- **EXERCICES À TRAITER**:
[a] Relevez, dans l'extrait à lire, toutes les personnes désignées uniquement par leur fonction ou leur profession.
[b] D'après l'extrait à lire, à quelle date la Selas AGA a-t-elle relevé appel du jugement ?

- **EXTRAIT À LIRE**:
╔══

Pour statuer ainsi, le juge de l'exécution a dit que les demandes étaient recevables au regard de l'autorité de la chose jugée, que le notaire était bien fondé à répondre à l'huissier instrumentaire, le 18 septembre 2018, qu'il ne détenait pas de fonds pour le compte des [U], la créance de Mmes [U] en représentation par le notaire des fonds issus de la vente n'étant pas encore née au jour de la saisie conservatoire convertie et qu'il était indifférent à cet égard que les futures parties à la vente aient envisagé de faire recevoir l'acte par ce notaire. Sur la demande d'interruption des effets du commandement de payer, il a constaté qu'elle ne reposait sur aucun fondement légal, le juge de l'exécution ne pouvant pas suspendre l'exécution de la décision qui sert de fondement aux poursuites.

Par déclaration du 20 avril 2021, la Selas AGA a relevé appel de ce jugement.

╚══

- **Entrées de données collectées**:
╔══

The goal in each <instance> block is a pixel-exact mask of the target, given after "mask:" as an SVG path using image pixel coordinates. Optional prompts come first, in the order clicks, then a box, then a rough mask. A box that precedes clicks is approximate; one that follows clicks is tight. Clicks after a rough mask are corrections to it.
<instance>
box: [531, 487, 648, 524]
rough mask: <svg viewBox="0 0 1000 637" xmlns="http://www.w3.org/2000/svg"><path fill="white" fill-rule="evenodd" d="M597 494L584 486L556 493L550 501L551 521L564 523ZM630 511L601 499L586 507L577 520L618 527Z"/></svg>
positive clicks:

╚══

- **RÉPONSES AUX EXERCICES**:
[a] Le juge de l'exécution, le notaire, l'huissier instrumentaire.

[b] Le 20 avril 2021.